◆ Brano proposto
-------
Green book - Guida per viaggiatori di colore



Di Annalisa Petrella
 

Fu l’afroamericano Victor Hugo Green, ex impiegato delle poste di Harlem, che pubblicò per trent’anni, a partire dal 1936, The Negro Travelers’ Green Book,
una guida indispensabile per gli automobilisti neri che si mettevano in viaggio. Il Green book segnalava motel, ristoranti, distributori di benzina e servizi dove gli afroamericani potevano sostare senza rischi. Venne pubblicato fino al 1966, due anni dopo la promulgazione del Civil Rights Act di John Fitzgerald Kennedy, che dichiarò illegale la segregazione razziale.

A partire dall’edizione del 1949 l’editore puntualmente scriveva: “Verrà un giorno, in qualche tempo di un vicino futuro, in cui questa guida non sarà più pubblicata. Quando avremo pari opportunità e diritti negli Stati Uniti. Sarà un grande giorno quello in cui sospenderemo questa pubblicazione per poi poter andare dove vogliamo, senza imbarazzo. Ma fino a quel momento continueremo a pubblicare queste informazioni per aiutarvi, ogni anno.”


 Nel film “Green book”, celebrato nel febbraio scorso al Dolby Theatre di Los Angeles con l’Oscar come miglior film, la guida “Green book” diventa il compagno di viaggio dei due protagonisti Tony e Donald, interpretati in maniera talentuosa dagli attori Viggo Mortensen e Mahershala Ali. Il film ricorda le pellicole degli anni Cinquanta ed è un classico per tutti, di ottima fattura, godibilissimo, rassicurante e sfacciatamente mainstream, girato da Peter Farrelly sulla bellissima sceneggiatura originale, anch’essa premiata con l’Oscar, scritta da lui con Brian Hayes Curry e Nick Vallelonga, nella realtà figlio di Tony Vallelonga, il protagonista italoamericano.
Tony, italoamericano, bianco, rozzo, con la sigaretta sempre in bocca, al volante di una splendida Cadillac turchese - modello Sedan DeVilles, la terza protagonista del film - è stato ingaggiato come autista tuttofare per un viaggio di otto settimane attraverso gli Stati Uniti del sud America da Doc Donald Shirley, nero, colto, raffinato, pianista di grande fama, per una serie di concerti. Siamo nel 1962, lo sfondo in cui si muovono è accattivante per le ambientazioni, gli abiti e la musica eccellente, ma raccapricciante per il razzismo con il quale fanno i conti lungo i loro spostamenti in Tennessee, Louisiana, Mississippi, Georgia. Negli Stati del sud il retaggio di una mentalità fortemente razzista faceva applicare, a dispetto della dignità umana, le Leggi Jim Crow sul segregazionismo razziale in tutti i servizi pubblici come scuole, trasporti, ristoranti, hotel, bagni pubblici, esercizi commerciali. La regola prevedeva proibizioni, divieti, pestaggi e pene pesantissime per i neri che le trasgredivano.   Martin Luther King, inseguendo il suo sogno, l’indimenticabile: - I have a dream! -  continuava a lottare per la parità e proprio per questo sarebbe stato assassinato sei anni dopo.
-------
Voci di annotazione con coordinate
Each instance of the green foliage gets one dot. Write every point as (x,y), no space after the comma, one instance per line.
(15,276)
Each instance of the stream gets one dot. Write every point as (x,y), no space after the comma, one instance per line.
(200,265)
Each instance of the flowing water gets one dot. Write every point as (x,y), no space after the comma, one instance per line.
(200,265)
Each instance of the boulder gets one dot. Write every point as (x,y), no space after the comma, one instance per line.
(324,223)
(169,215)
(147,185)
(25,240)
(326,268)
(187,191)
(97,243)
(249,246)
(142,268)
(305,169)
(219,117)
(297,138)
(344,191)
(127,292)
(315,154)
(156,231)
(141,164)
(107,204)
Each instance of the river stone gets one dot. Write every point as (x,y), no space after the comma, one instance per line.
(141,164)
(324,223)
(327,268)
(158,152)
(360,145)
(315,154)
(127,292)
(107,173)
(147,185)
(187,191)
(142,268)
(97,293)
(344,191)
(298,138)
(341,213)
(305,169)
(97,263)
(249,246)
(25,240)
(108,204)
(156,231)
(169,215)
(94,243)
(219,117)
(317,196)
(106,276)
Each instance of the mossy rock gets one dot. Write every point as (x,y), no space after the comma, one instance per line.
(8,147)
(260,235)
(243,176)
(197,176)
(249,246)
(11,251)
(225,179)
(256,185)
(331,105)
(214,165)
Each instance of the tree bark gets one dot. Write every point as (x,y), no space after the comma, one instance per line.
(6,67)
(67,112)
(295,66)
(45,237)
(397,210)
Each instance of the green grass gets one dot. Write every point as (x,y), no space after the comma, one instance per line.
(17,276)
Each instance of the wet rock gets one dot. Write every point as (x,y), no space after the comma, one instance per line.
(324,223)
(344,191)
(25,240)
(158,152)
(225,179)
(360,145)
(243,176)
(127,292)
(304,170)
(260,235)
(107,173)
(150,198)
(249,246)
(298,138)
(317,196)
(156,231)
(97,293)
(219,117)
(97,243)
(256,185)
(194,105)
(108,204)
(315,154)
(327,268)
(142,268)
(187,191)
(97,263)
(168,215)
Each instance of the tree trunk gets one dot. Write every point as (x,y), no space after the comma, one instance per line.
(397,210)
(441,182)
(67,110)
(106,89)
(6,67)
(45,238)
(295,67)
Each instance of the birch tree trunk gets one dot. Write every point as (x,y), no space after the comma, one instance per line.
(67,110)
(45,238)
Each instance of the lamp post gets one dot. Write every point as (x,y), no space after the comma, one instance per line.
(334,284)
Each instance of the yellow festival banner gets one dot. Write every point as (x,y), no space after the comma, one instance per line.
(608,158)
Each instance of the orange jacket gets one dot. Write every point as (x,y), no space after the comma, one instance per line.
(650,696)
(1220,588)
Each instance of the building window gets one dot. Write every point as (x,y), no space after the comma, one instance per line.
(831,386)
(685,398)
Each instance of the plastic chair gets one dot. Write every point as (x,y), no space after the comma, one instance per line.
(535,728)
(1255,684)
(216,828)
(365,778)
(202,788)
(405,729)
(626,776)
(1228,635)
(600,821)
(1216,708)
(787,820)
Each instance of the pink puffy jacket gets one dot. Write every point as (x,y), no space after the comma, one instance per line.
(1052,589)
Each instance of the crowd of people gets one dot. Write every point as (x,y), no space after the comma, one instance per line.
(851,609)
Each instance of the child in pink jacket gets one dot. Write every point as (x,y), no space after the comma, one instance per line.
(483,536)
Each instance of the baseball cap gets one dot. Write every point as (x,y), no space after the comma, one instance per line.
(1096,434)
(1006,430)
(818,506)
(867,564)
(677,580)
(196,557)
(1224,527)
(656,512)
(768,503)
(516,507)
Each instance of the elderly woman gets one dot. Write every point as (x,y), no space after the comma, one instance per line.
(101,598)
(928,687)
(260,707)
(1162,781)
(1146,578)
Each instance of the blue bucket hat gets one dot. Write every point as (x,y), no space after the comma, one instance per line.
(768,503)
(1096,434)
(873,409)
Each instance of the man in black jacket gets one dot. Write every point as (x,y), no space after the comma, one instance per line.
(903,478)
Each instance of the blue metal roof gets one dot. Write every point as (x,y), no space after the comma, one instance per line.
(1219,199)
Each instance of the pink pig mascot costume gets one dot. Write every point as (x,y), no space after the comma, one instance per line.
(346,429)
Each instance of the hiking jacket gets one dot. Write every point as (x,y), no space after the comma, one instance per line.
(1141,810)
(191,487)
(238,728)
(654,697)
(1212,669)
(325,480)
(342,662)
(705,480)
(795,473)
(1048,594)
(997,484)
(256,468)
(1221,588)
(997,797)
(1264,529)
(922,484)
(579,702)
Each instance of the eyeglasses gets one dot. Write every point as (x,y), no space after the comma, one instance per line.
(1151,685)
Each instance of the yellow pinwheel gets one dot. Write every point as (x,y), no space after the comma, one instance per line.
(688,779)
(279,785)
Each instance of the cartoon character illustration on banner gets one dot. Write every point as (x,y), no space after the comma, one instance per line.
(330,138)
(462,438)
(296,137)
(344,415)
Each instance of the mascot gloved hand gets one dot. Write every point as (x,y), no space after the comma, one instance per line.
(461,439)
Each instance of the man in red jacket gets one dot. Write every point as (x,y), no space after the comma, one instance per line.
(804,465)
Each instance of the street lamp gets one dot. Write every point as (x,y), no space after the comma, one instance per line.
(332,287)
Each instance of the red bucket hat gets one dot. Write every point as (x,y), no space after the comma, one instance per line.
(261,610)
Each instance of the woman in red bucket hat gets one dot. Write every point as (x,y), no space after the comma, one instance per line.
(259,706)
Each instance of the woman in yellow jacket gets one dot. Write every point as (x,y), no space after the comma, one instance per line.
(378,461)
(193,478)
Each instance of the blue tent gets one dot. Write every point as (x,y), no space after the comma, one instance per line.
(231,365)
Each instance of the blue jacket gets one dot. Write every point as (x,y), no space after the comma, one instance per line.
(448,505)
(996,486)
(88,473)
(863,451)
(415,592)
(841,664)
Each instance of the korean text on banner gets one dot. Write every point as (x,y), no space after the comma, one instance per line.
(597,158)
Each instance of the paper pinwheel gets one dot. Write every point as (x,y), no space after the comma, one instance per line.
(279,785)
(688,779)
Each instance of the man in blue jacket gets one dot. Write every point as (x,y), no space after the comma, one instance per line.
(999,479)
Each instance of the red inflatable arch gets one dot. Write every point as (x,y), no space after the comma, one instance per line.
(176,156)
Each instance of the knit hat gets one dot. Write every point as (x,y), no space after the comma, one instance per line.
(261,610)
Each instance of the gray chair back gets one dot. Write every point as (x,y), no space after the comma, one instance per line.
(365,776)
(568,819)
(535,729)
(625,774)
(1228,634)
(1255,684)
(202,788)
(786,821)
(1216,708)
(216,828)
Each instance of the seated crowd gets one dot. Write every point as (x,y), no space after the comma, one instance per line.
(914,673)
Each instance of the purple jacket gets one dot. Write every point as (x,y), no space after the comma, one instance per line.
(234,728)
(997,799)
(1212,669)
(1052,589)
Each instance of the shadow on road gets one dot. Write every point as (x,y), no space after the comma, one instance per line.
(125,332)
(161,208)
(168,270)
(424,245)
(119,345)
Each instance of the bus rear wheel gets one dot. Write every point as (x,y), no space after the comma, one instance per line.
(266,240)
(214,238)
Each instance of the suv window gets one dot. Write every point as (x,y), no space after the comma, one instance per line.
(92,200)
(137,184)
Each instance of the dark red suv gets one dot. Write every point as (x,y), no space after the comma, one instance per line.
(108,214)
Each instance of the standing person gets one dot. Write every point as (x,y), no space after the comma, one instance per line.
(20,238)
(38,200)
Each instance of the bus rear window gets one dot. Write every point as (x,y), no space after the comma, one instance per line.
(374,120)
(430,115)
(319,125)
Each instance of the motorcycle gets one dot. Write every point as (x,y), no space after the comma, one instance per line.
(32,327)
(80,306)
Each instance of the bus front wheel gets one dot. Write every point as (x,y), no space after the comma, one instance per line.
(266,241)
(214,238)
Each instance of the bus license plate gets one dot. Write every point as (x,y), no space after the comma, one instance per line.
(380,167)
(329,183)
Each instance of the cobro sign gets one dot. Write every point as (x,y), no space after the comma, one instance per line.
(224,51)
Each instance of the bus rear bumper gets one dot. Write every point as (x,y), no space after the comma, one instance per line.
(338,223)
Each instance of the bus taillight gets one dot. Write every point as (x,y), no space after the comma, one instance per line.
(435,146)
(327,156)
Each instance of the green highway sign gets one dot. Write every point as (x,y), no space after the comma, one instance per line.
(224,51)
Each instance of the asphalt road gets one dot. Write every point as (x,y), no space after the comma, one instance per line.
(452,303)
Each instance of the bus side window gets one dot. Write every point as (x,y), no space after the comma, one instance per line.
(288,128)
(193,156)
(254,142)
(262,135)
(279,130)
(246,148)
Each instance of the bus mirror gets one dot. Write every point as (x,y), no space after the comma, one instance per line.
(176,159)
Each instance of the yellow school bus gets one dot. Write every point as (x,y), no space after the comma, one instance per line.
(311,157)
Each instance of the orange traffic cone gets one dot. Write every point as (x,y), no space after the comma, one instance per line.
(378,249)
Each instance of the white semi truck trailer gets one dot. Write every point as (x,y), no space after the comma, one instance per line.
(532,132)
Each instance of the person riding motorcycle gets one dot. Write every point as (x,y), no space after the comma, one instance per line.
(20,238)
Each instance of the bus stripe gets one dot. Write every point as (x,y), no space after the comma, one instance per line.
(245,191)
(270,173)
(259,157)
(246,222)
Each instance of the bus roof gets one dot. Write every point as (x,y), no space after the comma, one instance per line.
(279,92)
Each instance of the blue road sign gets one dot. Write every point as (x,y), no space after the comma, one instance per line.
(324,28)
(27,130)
-------
◆ I tuoi compiti
**A.** Nel brano sul Green book, elenca gli Stati in cui Tony e Donald fanno i conti con il razzismo durante i loro spostamenti.
**B.** Seleziona ogni riga delle voci che contiene la parola "yellow", distinguendo tra maiuscole e minuscole.

◆ Soluzioni
**A.** Tennessee, Louisiana, Mississippi, Georgia

**B.**
Each instance of the yellow festival banner gets one dot. Write every point as (x,y), no space after the comma, one instance per line.
Each instance of the yellow pinwheel gets one dot. Write every point as (x,y), no space after the comma, one instance per line.
Each instance of the woman in yellow jacket gets one dot. Write every point as (x,y), no space after the comma, one instance per line.
Each instance of the yellow school bus gets one dot. Write every point as (x,y), no space after the comma, one instance per line.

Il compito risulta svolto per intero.